### The problem
Search for the word "instance" in the entries. Each line that holds it should be copied.

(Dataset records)
--------------------------------

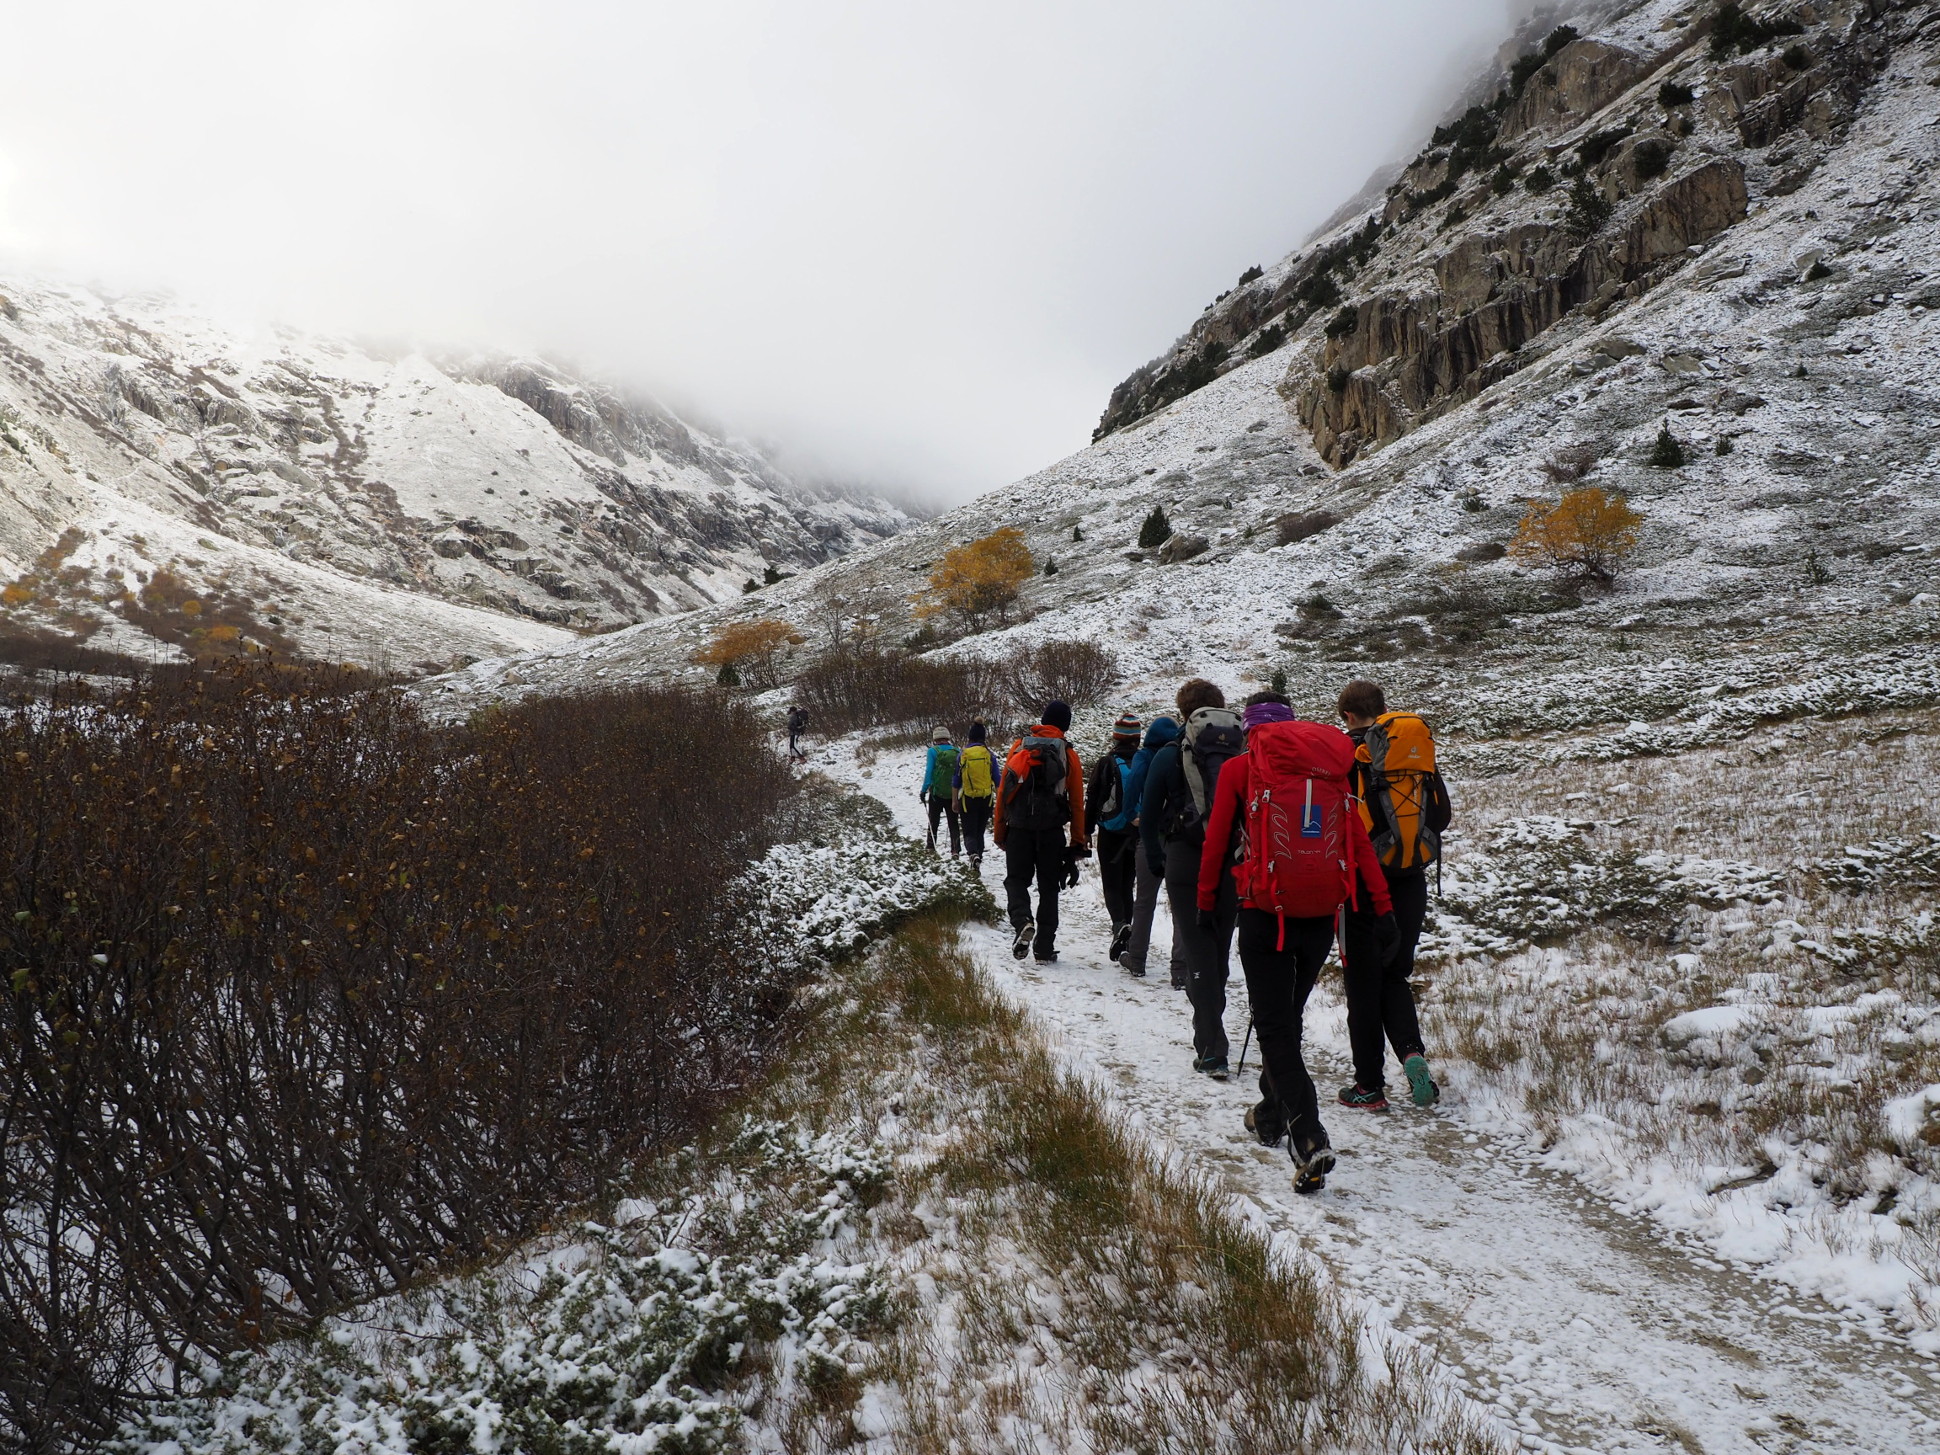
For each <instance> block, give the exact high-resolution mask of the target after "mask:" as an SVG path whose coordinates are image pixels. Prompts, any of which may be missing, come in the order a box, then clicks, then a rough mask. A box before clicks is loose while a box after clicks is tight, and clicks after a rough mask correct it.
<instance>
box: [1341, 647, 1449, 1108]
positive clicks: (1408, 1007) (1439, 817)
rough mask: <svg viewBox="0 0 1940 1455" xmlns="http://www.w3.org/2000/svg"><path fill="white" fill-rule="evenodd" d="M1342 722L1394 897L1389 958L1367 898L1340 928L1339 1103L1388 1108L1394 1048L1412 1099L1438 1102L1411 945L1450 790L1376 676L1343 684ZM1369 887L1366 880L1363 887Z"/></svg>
mask: <svg viewBox="0 0 1940 1455" xmlns="http://www.w3.org/2000/svg"><path fill="white" fill-rule="evenodd" d="M1341 720H1342V722H1344V724H1346V733H1348V737H1350V739H1354V745H1356V749H1354V770H1352V788H1354V795H1356V797H1358V799H1360V821H1362V824H1364V826H1366V828H1368V838H1370V842H1372V844H1374V857H1375V859H1377V861H1379V867H1381V875H1379V877H1381V881H1383V885H1385V887H1387V894H1389V898H1391V900H1393V902H1395V929H1397V935H1399V939H1397V943H1395V953H1393V956H1391V958H1387V960H1383V958H1381V954H1377V949H1375V925H1374V916H1372V914H1370V910H1368V902H1366V898H1362V902H1360V908H1358V910H1356V908H1348V912H1346V923H1344V927H1342V933H1341V980H1342V986H1344V989H1346V1038H1348V1044H1350V1046H1352V1048H1354V1084H1352V1086H1342V1088H1341V1106H1358V1108H1362V1110H1366V1112H1385V1110H1387V1088H1385V1075H1383V1071H1385V1061H1387V1048H1389V1046H1393V1048H1395V1059H1397V1061H1401V1075H1403V1077H1407V1083H1408V1098H1410V1100H1412V1102H1414V1104H1416V1106H1434V1104H1436V1102H1439V1100H1441V1088H1439V1086H1436V1081H1434V1077H1430V1075H1428V1055H1426V1050H1424V1046H1422V1022H1420V1018H1418V1017H1416V1013H1414V989H1412V987H1410V986H1408V976H1412V974H1414V947H1416V943H1420V937H1422V921H1424V920H1426V918H1428V865H1432V863H1438V861H1439V857H1441V832H1443V830H1445V828H1447V826H1449V793H1447V786H1445V784H1443V782H1441V774H1439V772H1436V739H1434V735H1432V733H1430V731H1428V724H1426V722H1422V720H1420V718H1418V716H1416V714H1412V712H1389V710H1387V695H1385V693H1381V689H1379V685H1377V683H1370V681H1352V683H1348V685H1346V687H1342V689H1341ZM1370 889H1374V885H1372V883H1370V885H1366V887H1364V892H1366V890H1370Z"/></svg>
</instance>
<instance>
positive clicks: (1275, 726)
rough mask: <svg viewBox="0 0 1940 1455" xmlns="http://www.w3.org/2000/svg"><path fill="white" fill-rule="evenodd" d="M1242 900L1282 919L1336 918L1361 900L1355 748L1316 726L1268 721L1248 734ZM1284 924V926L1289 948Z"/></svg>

--------------------------------

### Your response
For each <instance> block, give the exact high-resolution mask of the target after "mask:" as an SVG path whose coordinates are image pixels. Prompts, any of which may be missing, come in the order a box, then clicks, then a rough mask. A box before clicks is loose while a box after clicks is tight, and clicks after a rough mask correct it.
<instance>
</instance>
<instance>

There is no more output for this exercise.